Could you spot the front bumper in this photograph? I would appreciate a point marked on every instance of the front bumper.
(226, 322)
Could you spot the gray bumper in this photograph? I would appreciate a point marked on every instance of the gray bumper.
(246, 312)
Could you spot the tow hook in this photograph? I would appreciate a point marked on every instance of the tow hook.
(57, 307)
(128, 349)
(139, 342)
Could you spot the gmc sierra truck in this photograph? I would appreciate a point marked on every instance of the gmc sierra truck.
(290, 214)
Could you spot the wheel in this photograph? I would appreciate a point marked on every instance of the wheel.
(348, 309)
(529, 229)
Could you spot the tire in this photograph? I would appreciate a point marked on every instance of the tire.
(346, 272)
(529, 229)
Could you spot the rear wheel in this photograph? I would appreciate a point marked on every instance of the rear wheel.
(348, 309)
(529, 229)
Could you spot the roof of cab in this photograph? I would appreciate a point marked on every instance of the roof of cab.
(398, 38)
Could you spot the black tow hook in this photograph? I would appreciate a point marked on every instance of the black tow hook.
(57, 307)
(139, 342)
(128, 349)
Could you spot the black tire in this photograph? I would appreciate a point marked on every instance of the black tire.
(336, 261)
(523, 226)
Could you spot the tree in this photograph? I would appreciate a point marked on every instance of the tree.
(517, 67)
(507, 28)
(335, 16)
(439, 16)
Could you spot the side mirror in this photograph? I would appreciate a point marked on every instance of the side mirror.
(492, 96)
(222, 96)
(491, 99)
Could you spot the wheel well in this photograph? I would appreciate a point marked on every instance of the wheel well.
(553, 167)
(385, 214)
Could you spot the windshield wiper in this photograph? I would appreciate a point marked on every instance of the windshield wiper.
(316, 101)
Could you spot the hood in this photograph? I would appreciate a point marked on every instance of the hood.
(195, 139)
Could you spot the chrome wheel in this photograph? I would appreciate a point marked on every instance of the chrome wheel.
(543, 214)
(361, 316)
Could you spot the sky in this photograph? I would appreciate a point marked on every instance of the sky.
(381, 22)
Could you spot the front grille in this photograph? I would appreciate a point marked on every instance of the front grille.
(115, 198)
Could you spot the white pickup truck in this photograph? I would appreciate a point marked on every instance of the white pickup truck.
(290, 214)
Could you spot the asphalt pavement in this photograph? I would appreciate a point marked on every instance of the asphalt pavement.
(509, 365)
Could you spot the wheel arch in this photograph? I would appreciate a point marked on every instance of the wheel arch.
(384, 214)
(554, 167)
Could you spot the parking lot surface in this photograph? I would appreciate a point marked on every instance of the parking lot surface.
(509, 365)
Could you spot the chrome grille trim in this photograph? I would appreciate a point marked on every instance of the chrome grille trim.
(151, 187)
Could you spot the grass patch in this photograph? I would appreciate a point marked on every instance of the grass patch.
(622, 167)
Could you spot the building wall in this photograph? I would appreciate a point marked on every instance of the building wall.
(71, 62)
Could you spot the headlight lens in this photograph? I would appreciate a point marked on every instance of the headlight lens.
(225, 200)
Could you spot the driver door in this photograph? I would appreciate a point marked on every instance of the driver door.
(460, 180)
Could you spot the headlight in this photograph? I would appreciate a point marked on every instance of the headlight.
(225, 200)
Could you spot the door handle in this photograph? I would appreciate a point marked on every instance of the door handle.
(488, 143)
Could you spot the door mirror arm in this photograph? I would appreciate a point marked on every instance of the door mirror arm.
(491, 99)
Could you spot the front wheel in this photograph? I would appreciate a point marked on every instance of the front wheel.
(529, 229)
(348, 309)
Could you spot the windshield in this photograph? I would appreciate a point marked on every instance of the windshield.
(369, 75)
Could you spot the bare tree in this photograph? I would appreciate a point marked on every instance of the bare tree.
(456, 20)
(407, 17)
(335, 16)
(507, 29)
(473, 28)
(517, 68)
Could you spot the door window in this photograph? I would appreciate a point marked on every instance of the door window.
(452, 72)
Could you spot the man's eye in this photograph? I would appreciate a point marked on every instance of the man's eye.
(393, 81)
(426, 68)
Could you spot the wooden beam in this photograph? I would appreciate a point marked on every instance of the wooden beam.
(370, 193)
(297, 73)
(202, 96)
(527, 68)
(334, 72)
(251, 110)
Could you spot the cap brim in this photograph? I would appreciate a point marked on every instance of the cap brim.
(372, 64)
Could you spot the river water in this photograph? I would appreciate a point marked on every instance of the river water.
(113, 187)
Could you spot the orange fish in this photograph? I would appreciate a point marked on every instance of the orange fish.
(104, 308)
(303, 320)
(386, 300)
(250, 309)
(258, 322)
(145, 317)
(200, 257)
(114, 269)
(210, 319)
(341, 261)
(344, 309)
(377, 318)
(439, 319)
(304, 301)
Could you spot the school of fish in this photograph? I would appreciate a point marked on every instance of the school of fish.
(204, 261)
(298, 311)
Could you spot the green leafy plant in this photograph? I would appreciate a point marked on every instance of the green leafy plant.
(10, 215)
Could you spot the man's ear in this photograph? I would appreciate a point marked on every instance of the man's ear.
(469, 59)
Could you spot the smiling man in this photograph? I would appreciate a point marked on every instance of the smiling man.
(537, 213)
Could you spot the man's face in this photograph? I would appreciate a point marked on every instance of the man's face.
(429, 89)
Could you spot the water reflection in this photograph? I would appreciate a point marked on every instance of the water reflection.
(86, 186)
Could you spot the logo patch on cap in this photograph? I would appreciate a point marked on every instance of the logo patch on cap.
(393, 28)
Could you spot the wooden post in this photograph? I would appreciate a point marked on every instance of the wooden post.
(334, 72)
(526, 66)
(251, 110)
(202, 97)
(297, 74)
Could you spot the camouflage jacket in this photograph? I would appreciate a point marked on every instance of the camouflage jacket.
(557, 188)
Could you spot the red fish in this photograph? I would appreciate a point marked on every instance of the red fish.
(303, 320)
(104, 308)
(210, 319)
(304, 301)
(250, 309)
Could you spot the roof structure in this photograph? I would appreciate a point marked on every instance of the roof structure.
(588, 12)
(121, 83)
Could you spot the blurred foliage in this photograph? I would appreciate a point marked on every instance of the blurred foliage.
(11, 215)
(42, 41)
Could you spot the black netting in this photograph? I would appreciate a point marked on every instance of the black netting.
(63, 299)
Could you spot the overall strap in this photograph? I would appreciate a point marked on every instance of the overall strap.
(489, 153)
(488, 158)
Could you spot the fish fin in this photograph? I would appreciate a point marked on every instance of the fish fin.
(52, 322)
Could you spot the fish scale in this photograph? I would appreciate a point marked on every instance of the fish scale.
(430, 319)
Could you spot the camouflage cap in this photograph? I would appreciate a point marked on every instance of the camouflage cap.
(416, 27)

About this task.
The material should be transcribed in full, character for character.

Answer to the problem.
Could you spot the front bumper in this photograph? I would appreciate a point marked on every instance of the front bumper.
(226, 322)
Could you spot the gray bumper in this photograph? I would appreciate a point marked on every instance of the gray bumper.
(246, 312)
Could you spot the tow hook in this photograph? I would appreciate a point marked on every instance of the tow hook.
(57, 307)
(128, 349)
(139, 342)
Could you spot the gmc sierra truck in this photograph? I would appreciate a point marked on every instance of the gmc sierra truck.
(290, 214)
Could you spot the wheel in this photograph? I would appreciate a point marked on every instance of the wheel.
(348, 309)
(529, 229)
Could you spot the tire in this photograph? I would appreciate a point marked on every instance of the tire.
(346, 272)
(529, 229)
Could you spot the rear wheel in this photograph? I would appreciate a point marked on every instance of the rear wheel.
(348, 309)
(529, 229)
Could you spot the roof of cab in this photograph? I would appreciate a point marked on every instance of the roof of cab.
(398, 38)
Could you spot the black tow hook in this photograph? I would appreciate a point marked on every instance of the black tow hook.
(57, 307)
(139, 342)
(128, 349)
Could you spot the black tire in this photograph? I would appreciate a point marked on every instance of the black tire.
(336, 261)
(523, 226)
Could you spot the tree in this photograph? I would appreciate a point marked on every instance of the tree.
(517, 67)
(507, 28)
(335, 16)
(439, 16)
Could you spot the side mirror in this photograph? I would appreciate a point marked on every instance of the side mirror.
(492, 96)
(222, 96)
(491, 99)
Could you spot the wheel well in this photograph? I would appreciate a point marked on every instance of the wheel well.
(553, 167)
(385, 214)
Could you spot the windshield wiper in this photograph? I would appreciate a point marked on every instance of the windshield wiper.
(316, 101)
Could you spot the hood in this photograph? I would appreciate a point marked on every instance of the hood.
(195, 139)
Could you spot the chrome wheel in this photograph? I would appreciate a point marked on every instance of the chrome wheel.
(543, 214)
(361, 316)
Could you spot the sky in this photograph? I would appreciate a point marked on every instance of the sky.
(381, 22)
Could you spot the front grille in this photograph? I would appreciate a point marked on every instance of the front grille.
(115, 198)
Could you spot the white pickup truck in this photograph? I would appreciate a point marked on every instance of the white pickup truck.
(290, 214)
Could you spot the asphalt pavement in this photograph? I would appreciate a point marked on every instance of the asphalt pavement.
(509, 365)
Could you spot the wheel arch in this photograph? I would appreciate a point marked on every instance of the wheel arch.
(384, 214)
(554, 167)
Could you spot the parking lot surface in this photograph? I would appreciate a point marked on every instance of the parking lot surface.
(509, 365)
Could you spot the chrome grille trim in this photograph? I would appreciate a point marked on every instance of the chrome grille trim.
(151, 187)
Could you spot the grass patch in this photograph? I would appreciate a point marked on every instance of the grass patch.
(622, 167)
Could you spot the building wall in this photograph? I would appreciate a point marked on every instance of the building wall.
(71, 62)
Could you spot the headlight lens in this photograph? I would appreciate a point marked on every instance of the headlight lens.
(225, 200)
Could you spot the driver door in this photograph? I would appreciate a point marked on every instance of the driver door.
(460, 180)
Could you spot the headlight in this photograph? I would appreciate a point marked on every instance of the headlight.
(225, 200)
Could you spot the door handle in this photograph? I would appreciate a point marked on every instance of the door handle.
(488, 143)
Could you spot the door mirror arm in this photograph? I would appreciate a point marked on every instance of the door mirror arm.
(491, 99)
Could you spot the front wheel in this photograph? I would appreciate a point marked on every instance of the front wheel.
(529, 229)
(348, 309)
Could you spot the windshield in this photograph? I would appreciate a point marked on every instance of the windshield.
(369, 75)
Could you spot the bare tree in this photograph? I would appreciate a point marked on every instance of the bare tree.
(456, 20)
(407, 17)
(335, 16)
(507, 29)
(473, 28)
(517, 68)
Could you spot the door window in this photograph? I would appreciate a point marked on every instance of the door window.
(452, 72)
Could you spot the man's eye in this photograph? I would appreciate a point marked on every instance of the man's eye.
(393, 81)
(426, 68)
Could you spot the wooden beam in this photograph? I would appreciate a point marked on every instance of the wooden beam.
(370, 193)
(297, 73)
(202, 96)
(527, 68)
(334, 72)
(251, 110)
Could you spot the cap brim in this photograph? I would appreciate a point marked on every instance of the cap brim.
(372, 64)
Could you spot the river water in this photograph? I would appreciate a point marked on every instance of the river water.
(113, 187)
Could you spot the orange fish in this photograph? I would appreciate a point marked on every instance of the orange fish.
(104, 308)
(303, 320)
(386, 300)
(250, 309)
(258, 322)
(145, 317)
(200, 257)
(114, 269)
(210, 319)
(341, 261)
(344, 309)
(377, 318)
(439, 319)
(304, 301)
Could you spot the school of fish in this photograph? I would appreciate a point marked on every instance of the school of fish.
(204, 261)
(298, 311)
Could you spot the green leafy plant in this photograph? I would appreciate a point marked on every instance of the green leafy plant.
(10, 215)
Could you spot the man's ear in this photograph? I would appreciate a point marked on every instance of the man's ear.
(469, 59)
Could you spot the smiling man in this photograph? I would appreciate a point marked on every instance of the smiling man.
(537, 213)
Could you spot the man's face in this photograph? I would appreciate a point marked on every instance of the man's face.
(429, 89)
Could you spot the water reflection in this photograph? I would appreciate a point marked on every instance of the water reflection.
(86, 186)
Could you spot the logo patch on cap in this photograph? I would appreciate a point marked on every instance of the logo patch on cap.
(393, 28)
Could you spot the wooden post in this photograph? I would appreciate a point marked on every instance of the wooden post.
(334, 72)
(526, 66)
(251, 110)
(202, 97)
(297, 74)
Could you spot the camouflage jacket in this photograph? I would appreciate a point marked on every instance of the camouflage jacket.
(557, 188)
Could you spot the red fish in this photograph? I would appreciate a point marked on every instance of the red fish.
(303, 320)
(104, 308)
(210, 319)
(304, 301)
(250, 309)
Could you spot the roof structure in this photograph? I would appreciate a point marked on every instance of the roof structure.
(588, 12)
(121, 83)
Could you spot the blurred foliage in this photograph? I would appreciate a point marked on every instance of the blurred foliage.
(11, 215)
(42, 41)
Could you spot the black netting in this photograph? I would appreciate a point marked on every instance of the black netting.
(63, 299)
Could you spot the overall strap in this photograph? I would appreciate a point marked on every instance of the overall strap.
(489, 153)
(488, 158)
Could you spot the fish fin in this photograph? I would appreciate a point marked on every instance of the fish fin.
(52, 322)
Could you spot the fish scale in this photograph? I would appreciate a point marked on every instance of the fish scale.
(430, 319)
Could you spot the camouflage cap in this photograph? I would appreciate a point marked on every instance of the camouflage cap.
(416, 27)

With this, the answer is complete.